▶ TRAVAIL À FAIRE:
(a) Reproduisez, dans l'extrait sur les fonds décaissés pour Paul Biya, tout ce qui va de « D’après Robert Messi » jusqu'à « 3.551.149.501 F CFA). ».
(b) Répondez brièvement à ces questions sur l'extrait sur les fonds décaissés pour Paul Biya :
(i) Dans quel numéro de JAE, et de quel mois et année, l'interview de Robert Messi Messi a-t-elle paru ?
(ii) Quel est le montant total, en francs français, des virements effectués en faveur d'Olivier Cacoub ?
(iii) À qui l'immeuble du quartier Ekoudou a-t-il été loué par la suite ?

▶ EXTRAIT DU TEXTE:

En usant de sa domination sur Robert Messi Messi, un petit homme essentiellement timide et faible, Paul Biya tout comme son épouse ne daignaient même pas signer de mots de recommandations, comme leurs prédécesseurs nordistes le faisaient. Ils se considéraient plus malins. Ils pouvaient voler sans laisser de traces, en sachant user et abuser de leur pouvoir sur les directeurs des banques, qu’ils plaçaient ainsi dans une situation de trésorerie impossible de tenir à la BEAC.

D’après Robert Messi Messi lui-même, dans une interview accordée à Blaise Pascal Talla et Célestin Monga, JAE No 155- Mai 1992, Albert Cherel Mva’a et Aze’e érémie avaient ainsi décaissé pour le compte de Paul Biya :
- Du cash pour un total de 3,55 milliards de Fcfa (plus précisément 3.551.149.501 F CFA).

A tout ceci s’ajoutent, d’après Messi Messi :
§ Des Virements effectués en faveur d’un certain Olivier Cacoub, par prélèvements sur le compte de la SCB à American Express Banque France (Agence de Paris), pour la construction du nouveau palais de Paul Biya dans son village natal à Mvomek’a, pour un total de 35 000 000 FF, soit 1 750 000 000 F CFA
§ Le paiement de la contre-garantie, par la SCB, d’un crédit acheteur belge laissé impayé par Jeanne Irène Biya pour l’achat des équipements de sa ferme du Sud
§ Des décaissements faits par un certain Azé'e Jérémie de la famille Biya
§ Le financement d'un immeuble d'habitation de très haut standing à Yaoundé, au quartier Ekoudou ; un immeuble loué par la suite à l'ambassade de l'ex-République fédérale d'Allemagne au Cameroun pour servir de résidence à l'ambassadeur
§ Un prélèvement effectué pour l'acquisition d'une pierre tombale à la suite du décès du frère aîné du Président ainsi que pour la couverture de diverses dépenses liées aux funérailles, à Mvomeka'a
§ Un retrait pour le compte de Mme Owono Ndi, parente de Mme Biya et cadre de la SCR en stage en France
§ Le financement des dépenses locales liées aux travaux de construction du palais et de l'aéroport présidentiels à Mvomeka'a pour 200 millions de F CFA
§ Le financement de dépenses locales liées à la construction à Mvomeka'a de baraquements pour la Garde présidentielle et de quelques résidences de haut standing pour initiés
§ Le financement des dépenses locales liées à la gestion de la ferme du Sud à Mvomeka'a
§ Le financement des dépenses locales liées à la gestion des plantations de Mvomeka'a
§ D’autres retraits échelonnés dans le temps, et dont la destination n’avait pas été indiquée au moment du prélèvement des fonds.

▶ DONNÉES FOURNIES:
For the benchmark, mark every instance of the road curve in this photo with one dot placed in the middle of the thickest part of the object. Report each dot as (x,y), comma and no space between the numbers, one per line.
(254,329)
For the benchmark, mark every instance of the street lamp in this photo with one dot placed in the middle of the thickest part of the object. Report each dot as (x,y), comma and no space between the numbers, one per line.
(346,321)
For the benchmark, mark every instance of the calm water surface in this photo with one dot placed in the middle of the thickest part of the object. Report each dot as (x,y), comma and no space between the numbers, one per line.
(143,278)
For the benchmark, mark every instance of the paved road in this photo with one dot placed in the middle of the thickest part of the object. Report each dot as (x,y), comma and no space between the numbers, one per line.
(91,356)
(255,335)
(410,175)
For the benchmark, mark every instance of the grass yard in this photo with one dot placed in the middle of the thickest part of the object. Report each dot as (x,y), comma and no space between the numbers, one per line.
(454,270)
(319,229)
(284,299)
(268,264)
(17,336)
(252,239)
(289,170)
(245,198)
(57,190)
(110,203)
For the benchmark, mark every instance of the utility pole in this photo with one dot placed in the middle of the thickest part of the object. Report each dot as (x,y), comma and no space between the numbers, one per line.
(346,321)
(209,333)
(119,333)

▶ EN RÉPONSE:
(a)
D’après Robert Messi Messi lui-même, dans une interview accordée à Blaise Pascal Talla et Célestin Monga, JAE No 155- Mai 1992, Albert Cherel Mva’a et Aze’e érémie avaient ainsi décaissé pour le compte de Paul Biya :
- Du cash pour un total de 3,55 milliards de Fcfa (plus précisément 3.551.149.501 F CFA).

(b)
(i) Le No 155, en mai 1992.
(ii) 35 000 000 FF.
(iii) À l'ambassade de l'ex-République fédérale d'Allemagne au Cameroun, pour servir de résidence à l'ambassadeur.